:: REQUIRED TASK ::
Your task is to return the line containing "of the power" plus every line after it, exactly and with nothing added.

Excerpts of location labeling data
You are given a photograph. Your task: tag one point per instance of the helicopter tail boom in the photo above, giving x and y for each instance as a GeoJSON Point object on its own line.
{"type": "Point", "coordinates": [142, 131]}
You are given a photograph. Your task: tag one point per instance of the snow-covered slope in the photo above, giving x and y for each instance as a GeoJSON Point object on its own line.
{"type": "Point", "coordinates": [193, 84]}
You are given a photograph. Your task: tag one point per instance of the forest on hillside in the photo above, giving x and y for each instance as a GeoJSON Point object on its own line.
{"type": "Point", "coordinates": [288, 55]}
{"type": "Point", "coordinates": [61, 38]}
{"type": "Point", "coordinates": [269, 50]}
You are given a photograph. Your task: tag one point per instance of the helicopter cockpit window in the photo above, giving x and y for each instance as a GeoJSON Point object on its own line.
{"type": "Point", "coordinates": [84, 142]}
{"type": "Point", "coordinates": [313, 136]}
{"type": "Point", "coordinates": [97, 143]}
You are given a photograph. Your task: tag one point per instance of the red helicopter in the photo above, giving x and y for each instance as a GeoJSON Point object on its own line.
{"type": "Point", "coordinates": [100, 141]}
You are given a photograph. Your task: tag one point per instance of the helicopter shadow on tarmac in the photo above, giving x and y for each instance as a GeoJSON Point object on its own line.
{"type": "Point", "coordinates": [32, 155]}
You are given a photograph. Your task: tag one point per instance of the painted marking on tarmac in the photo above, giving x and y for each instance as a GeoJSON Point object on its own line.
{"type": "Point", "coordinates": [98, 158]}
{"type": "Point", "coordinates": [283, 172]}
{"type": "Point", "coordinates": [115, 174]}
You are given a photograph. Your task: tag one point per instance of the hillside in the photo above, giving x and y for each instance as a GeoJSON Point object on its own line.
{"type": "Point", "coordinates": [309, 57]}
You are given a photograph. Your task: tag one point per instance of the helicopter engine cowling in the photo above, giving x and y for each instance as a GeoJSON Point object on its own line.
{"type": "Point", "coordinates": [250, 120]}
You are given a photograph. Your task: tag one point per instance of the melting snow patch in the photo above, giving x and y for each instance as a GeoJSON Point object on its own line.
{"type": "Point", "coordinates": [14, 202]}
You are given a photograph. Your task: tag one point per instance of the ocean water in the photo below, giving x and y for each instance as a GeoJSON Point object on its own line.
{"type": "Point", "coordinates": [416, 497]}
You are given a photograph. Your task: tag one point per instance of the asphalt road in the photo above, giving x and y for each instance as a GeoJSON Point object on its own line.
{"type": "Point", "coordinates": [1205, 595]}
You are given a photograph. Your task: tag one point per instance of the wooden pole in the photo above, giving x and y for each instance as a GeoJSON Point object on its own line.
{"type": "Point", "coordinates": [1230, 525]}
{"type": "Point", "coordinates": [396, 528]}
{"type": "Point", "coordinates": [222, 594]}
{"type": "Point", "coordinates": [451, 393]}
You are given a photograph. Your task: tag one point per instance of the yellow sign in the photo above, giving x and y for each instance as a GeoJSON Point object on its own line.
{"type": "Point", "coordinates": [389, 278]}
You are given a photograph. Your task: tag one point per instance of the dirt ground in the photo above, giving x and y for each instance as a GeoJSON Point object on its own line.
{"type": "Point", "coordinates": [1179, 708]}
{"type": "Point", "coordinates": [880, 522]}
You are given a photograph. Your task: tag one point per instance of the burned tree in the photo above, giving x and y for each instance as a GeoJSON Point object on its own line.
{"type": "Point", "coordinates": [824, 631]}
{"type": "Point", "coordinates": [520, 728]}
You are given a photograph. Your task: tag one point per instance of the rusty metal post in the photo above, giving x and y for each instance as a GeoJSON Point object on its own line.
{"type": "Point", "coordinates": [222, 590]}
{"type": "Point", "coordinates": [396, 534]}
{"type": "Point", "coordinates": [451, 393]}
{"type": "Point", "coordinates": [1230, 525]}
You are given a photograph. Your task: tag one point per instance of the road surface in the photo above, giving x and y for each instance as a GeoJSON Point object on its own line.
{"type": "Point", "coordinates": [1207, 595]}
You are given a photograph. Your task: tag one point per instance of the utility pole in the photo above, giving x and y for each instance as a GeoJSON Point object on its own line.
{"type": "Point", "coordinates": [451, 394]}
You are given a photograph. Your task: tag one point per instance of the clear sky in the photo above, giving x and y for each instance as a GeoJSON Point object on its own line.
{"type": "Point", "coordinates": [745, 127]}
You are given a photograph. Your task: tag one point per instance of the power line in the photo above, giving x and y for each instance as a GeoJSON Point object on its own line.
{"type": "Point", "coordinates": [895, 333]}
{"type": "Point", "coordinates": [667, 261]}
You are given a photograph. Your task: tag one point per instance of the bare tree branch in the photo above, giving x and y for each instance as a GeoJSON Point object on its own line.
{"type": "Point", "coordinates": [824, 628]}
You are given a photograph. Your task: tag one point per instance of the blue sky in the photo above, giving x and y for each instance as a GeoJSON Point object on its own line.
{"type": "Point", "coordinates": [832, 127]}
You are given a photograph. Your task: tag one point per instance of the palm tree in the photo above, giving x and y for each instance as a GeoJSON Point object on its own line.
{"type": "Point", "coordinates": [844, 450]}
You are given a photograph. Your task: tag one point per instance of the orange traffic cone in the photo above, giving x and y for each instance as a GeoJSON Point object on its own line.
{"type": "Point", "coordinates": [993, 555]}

:: FINISHED EXERCISE ::
You are given a photograph. Your task: tag one point per instance of the power line in the photo above, giving x and y for each instance as a GeoJSON Point object on its own line.
{"type": "Point", "coordinates": [895, 333]}
{"type": "Point", "coordinates": [667, 261]}
You are given a photograph. Your task: tag one point per instance of the bare tree branch in the photo above, giving x and y for each instance as a GeoJSON Point object on its own line.
{"type": "Point", "coordinates": [824, 628]}
You are given a photograph. Your task: tag one point per instance of the blue sky in the photo above, giving x and y for each instance as a GeoJSON Point object on its own line.
{"type": "Point", "coordinates": [832, 127]}
You are given a photograph. Your task: tag one point per instance of the palm tree in the photo above, giving x and y for each instance as a GeoJSON Point object on its own line.
{"type": "Point", "coordinates": [844, 450]}
You are given a photograph. Your task: tag one point per instance of the orange traffic cone in the photo above, giving x and y for each instance as a GeoJSON Point object on its own line.
{"type": "Point", "coordinates": [993, 555]}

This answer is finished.